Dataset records
******

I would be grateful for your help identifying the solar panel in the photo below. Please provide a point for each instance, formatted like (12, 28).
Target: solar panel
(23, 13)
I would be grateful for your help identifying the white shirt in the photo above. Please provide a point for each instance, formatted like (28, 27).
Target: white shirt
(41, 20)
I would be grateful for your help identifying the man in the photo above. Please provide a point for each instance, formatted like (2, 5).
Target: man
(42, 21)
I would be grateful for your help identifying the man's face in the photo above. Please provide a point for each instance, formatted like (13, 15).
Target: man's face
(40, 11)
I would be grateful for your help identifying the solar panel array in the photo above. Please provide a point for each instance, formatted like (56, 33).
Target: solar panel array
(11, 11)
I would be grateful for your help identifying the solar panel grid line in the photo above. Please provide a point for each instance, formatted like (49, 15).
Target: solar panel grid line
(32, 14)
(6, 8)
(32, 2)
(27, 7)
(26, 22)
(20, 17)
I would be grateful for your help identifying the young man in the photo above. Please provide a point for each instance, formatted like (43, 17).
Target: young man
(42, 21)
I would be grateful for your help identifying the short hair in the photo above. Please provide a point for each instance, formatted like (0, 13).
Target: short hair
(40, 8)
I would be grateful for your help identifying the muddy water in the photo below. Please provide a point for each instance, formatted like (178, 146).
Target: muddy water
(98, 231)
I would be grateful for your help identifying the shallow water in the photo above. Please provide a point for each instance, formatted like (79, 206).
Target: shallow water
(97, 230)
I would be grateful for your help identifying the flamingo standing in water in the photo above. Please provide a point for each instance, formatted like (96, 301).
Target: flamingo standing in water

******

* WHAT THIS TASK INVOLVES: Copy verbatim every line of the data above, from the line containing "I would be grateful for your help identifying the shallow" through the final line of the data, with both of those lines included.

* EXERCISE RESPONSE:
I would be grateful for your help identifying the shallow water in the photo above. Please provide a point for each instance, formatted like (79, 206).
Target: shallow water
(97, 230)
I would be grateful for your help identifying the flamingo standing in water in the photo above. Please provide a point for each instance, formatted like (96, 301).
Target: flamingo standing in water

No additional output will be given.